Provided text:

[START]

There's no point practicing something that feels right but is actually incorrect, then you'll just be more wrong.
But if you spend time sessioning a particular corner you will get round it faster in a way that suits you. I have in the past sessioned lines where I thought I couldn't get enough speed up, tried different ways and eventually found the fastest line for myself.
The same technique won't suit everyone, its an art not an exact science.
But if you spend time sessioning a particular corner...
Probably been said already (and probably more than once) but time is not a luxury all of us have. If it takes me £50 and a morning to learn a new technique as opposed to no coaching and half a dozen mornings sessioning something, that's money well spent. It's not that I don't like spending time sessioning stuff on a bike, it's simply that my time is more thinly spread amongst other things I want to do these days.
I sort of get what the OP is getting at though. Few of our club riders went on a skills course and I got the feeling they expected to be riding the same stuff as the better riders immediately but none have practised what they were taught since the skills course. Seems like they wanted a quick fix. In contrast a few of us have opted to session / practice certain trail features and jumps rather than ride them once in a 25km loop. Our riding have definitely seen a major improvement since we started doing this and a lot of the time all it needs is a bit of time, patience and commitment although I suppose it may depend what you're trying to improve- for me it was psychological / confidence when trying to do bigger jumps. I've been on a skills course- didn't really get to grips with what I went on it for but other, more basic, aspects improved a lot.

[END]

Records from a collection
[START]

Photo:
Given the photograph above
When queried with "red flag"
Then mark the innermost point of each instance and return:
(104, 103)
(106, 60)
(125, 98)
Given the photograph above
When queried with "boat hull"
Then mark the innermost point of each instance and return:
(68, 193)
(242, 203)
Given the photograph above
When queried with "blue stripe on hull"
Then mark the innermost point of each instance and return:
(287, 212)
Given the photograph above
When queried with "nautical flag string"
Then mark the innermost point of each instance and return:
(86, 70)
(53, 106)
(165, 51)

[END]
[START]

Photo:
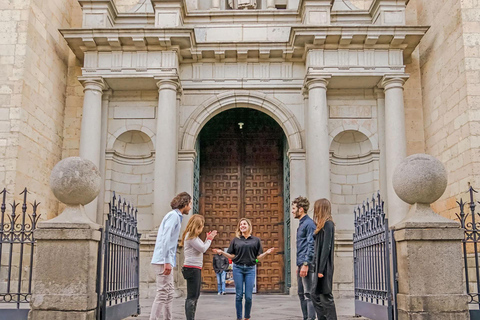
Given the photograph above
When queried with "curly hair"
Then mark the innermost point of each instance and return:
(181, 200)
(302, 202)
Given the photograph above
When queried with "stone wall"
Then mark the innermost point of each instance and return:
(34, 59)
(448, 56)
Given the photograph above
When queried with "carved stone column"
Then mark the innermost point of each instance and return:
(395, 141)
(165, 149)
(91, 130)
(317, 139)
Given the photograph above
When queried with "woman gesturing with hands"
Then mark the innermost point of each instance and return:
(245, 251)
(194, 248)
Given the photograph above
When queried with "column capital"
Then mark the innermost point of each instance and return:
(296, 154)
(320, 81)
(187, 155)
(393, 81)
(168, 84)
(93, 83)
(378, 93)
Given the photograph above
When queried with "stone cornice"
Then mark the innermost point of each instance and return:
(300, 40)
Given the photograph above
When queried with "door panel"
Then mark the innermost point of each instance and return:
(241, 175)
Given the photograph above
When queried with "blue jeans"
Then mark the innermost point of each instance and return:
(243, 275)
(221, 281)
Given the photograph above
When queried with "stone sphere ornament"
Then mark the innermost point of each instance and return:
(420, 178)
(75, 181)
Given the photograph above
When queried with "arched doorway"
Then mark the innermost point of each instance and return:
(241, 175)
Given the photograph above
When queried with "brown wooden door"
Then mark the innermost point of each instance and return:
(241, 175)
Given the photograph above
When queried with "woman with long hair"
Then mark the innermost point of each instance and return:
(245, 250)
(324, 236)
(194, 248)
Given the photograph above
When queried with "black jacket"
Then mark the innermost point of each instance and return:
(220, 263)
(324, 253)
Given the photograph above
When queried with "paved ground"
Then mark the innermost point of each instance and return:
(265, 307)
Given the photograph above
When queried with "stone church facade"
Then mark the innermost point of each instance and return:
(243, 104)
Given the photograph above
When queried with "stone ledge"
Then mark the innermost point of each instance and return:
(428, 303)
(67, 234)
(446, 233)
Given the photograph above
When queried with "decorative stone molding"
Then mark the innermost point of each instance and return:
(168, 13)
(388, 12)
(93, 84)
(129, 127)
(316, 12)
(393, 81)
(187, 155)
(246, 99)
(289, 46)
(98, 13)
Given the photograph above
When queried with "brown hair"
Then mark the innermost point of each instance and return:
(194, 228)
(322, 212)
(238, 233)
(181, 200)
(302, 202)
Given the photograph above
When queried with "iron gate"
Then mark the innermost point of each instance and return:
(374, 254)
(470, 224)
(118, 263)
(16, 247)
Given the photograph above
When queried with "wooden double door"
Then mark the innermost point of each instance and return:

[END]

Objective 1:
Can you extract everything from "But if you spend time sessioning a particular corner you" down to "line for myself." in the text on practicing bike skills, copying it word for word?
Objective 2:
Which lines of the records contain the string "hair"? Pull out each of them, treating uppercase and lowercase as different.

Answer 1:
But if you spend time sessioning a particular corner you will get round it faster in a way that suits you. I have in the past sessioned lines where I thought I couldn't get enough speed up, tried different ways and eventually found the fastest line for myself.

Answer 2:
When queried with "curly hair"
When queried with "woman with long hair"
When queried with "brown hair"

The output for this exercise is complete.